_你的任務_
- a) 在介紹 Hive 執行計劃的文章中,要展示 sql 的基本信息,需要在查詢 sql 前面加上哪個關鍵字?
- b) 請判斷下列三項陳述是否符合介紹 Hive 執行計劃的文章,逐項回答「是」或「否」,並原文引用作為依據的字句:(i) VECTORIZATION 從 Hive 2.3.0 開始支持;(ii) 執行計劃最多一共有四個部分;(iii) 示例的執行計劃中,Stage-0 是根階段。
- c) 請一字不改地照抄介紹 Hive 執行計劃的文章中從"AUTHORIZATION 從 HIVE 0.14.0"到"2. 每個作業的詳細信息,即STAGE PLANS。"的部分。

_引用段落_
####
HIVE執行計劃(未完)

目錄

語法

基本信息

擴展信息

依賴信息

授權信息

參考文章


語法

EXPLAIN [EXTENDED|CBO|AST|DEPENDENCY|AUTHORIZATION|LOCKS|VECTORIZATION|ANALYZE] query

AUTHORIZATION 從 HIVE 0.14.0 通過 HIVE-5961開始支持,VECTORIZATION 從 Hive 2.3.0 通過HIVE-11394開始支持. LOCKS is supported from Hive 3.2.0 via HIVE-17683.

執行計劃(最多)一共有三個部分:

  • 這個語句的抽象語法樹
  • 這個計劃不同階段之間的依賴關係
  • 對於每個階段的詳細描述

基本信息

在查詢sql前面添加EXPLAIN關鍵字,即可以展示sql基本信息,包含:

  1. 作業的依賴關係圖,即STAGE DEPENDENCIES;
  2. 每個作業的詳細信息,即STAGE PLANS。

例如sql:

EXPLAIN 
SELECT default_pay_class_name,
	default_sub_pay_class_name,
	COUNT(1)
  FROM mart_fspinno.rpt_maiton_cashier_pay_d
  WHERE partition_date='2020-01-18'
 AND default_pay_class_name='xx'
 GROUP BY 1,2

執行計劃如下:

STAGE DEPENDENCIES: 
  Stage-1 is a root stage 
  Stage-0 depends on stages: Stage-1 
 
STAGE PLANS: 
  Stage: Stage-1 
    Map Reduce // 當前的計算引擎,爲MR
      Map Operator Tree: // Map階段操作
          TableScan // 表掃描操作
            alias: rpt_maiton_cashier_pay_d // 表示對錶rpt_maiton_cashier_pay_d 進行掃描
            Statistics: Num rows: 4973 Data size: 994632 Basic stats: COMPLETE Column stats: NONE // 預估的統計信息
            Filter Operator // 過濾操作
              predicate: (default_pay_class_name = 'xx') (type: boolean) 
              Statistics: Num rows: 2486 Data size: 497215 Basic stats: COMPLETE Column stats: NONE 
              Select Operator // 列選擇,之前操作結果上進行投影
                expressions: default_pay_class_name (type: string), default_sub_pay_class_name (type: string) // 需要投影的列
                outputColumnNames: _col0, _col1 
                Statistics: Num rows: 2486 Data size: 497215 Basic stats: COMPLETE Column stats: NONE 
                Group By Operator // 之前執行結果進行分組聚合
                  aggregations: count(1)
####
_資料區塊_
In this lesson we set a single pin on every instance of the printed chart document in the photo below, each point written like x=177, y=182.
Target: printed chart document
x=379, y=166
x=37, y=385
####
_參考回答_
- a) EXPLAIN 關鍵字。

- b)
(i) 是:「VECTORIZATION 從 Hive 2.3.0 通過HIVE-11394開始支持」
(ii) 否:「執行計劃(最多)一共有三個部分」
(iii) 否:「Stage-1 is a root stage」

- c)
AUTHORIZATION 從 HIVE 0.14.0 通過 HIVE-5961開始支持,VECTORIZATION 從 Hive 2.3.0 通過HIVE-11394開始支持. LOCKS is supported from Hive 3.2.0 via HIVE-17683.

執行計劃(最多)一共有三個部分:

  • 這個語句的抽象語法樹
  • 這個計劃不同階段之間的依賴關係
  • 對於每個階段的詳細描述

基本信息

在查詢sql前面添加EXPLAIN關鍵字,即可以展示sql基本信息,包含:

  1. 作業的依賴關係圖,即STAGE DEPENDENCIES;
  2. 每個作業的詳細信息,即STAGE PLANS。